Short problem → Your task is to extract the lines from the one holding "Target: dark tunnel interior" through the end of the material. Set them down exactly and add nothing.

Collected data entries →
• • • •

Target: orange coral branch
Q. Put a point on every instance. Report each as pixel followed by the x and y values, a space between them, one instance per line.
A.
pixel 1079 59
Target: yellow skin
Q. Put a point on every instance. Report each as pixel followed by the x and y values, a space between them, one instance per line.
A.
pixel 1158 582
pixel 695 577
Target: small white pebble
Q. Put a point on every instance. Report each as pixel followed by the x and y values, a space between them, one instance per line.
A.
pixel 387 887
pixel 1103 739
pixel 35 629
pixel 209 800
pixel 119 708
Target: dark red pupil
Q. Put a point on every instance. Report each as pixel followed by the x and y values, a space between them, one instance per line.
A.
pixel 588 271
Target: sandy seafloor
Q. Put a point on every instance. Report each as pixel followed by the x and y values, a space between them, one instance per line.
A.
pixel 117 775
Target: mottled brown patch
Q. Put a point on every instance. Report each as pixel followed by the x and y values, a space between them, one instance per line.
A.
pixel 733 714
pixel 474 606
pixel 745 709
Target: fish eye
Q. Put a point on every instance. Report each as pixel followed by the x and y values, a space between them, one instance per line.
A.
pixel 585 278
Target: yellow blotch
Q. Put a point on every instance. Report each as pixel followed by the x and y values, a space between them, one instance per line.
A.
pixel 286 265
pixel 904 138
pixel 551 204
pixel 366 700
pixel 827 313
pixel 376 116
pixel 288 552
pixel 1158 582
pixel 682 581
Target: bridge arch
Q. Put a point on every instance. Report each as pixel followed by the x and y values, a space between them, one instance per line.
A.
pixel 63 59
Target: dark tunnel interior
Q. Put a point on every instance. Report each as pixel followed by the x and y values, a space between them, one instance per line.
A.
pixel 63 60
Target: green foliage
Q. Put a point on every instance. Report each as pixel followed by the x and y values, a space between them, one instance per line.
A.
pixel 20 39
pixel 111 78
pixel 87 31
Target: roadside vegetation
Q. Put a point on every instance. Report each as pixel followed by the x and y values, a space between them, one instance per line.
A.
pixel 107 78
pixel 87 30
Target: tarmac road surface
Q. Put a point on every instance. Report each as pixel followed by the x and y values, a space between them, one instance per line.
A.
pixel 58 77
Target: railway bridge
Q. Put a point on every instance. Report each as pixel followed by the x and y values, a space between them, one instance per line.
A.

• • • •

Reply to the task →
Target: dark tunnel interior
Q. Put a point on every instance. Report each as pixel followed by the x and y values, a space between them, one instance per line.
A.
pixel 63 60
Target: green foliage
Q. Put a point on every instance. Report each as pixel followed by the x and y values, a space between them, one instance per line.
A.
pixel 20 39
pixel 111 78
pixel 87 31
Target: roadside vegetation
Q. Put a point on every instance. Report each as pixel followed by the x and y values, a space between them, one instance per line.
A.
pixel 107 78
pixel 87 30
Target: tarmac road surface
Q. Put a point on every instance. Report each as pixel followed by the x and y values, a space between them, one instance per line.
A.
pixel 58 77
Target: railway bridge
Q. Put a point on every instance. Report each as pixel followed by the x and y values, a space between them, one instance per line.
A.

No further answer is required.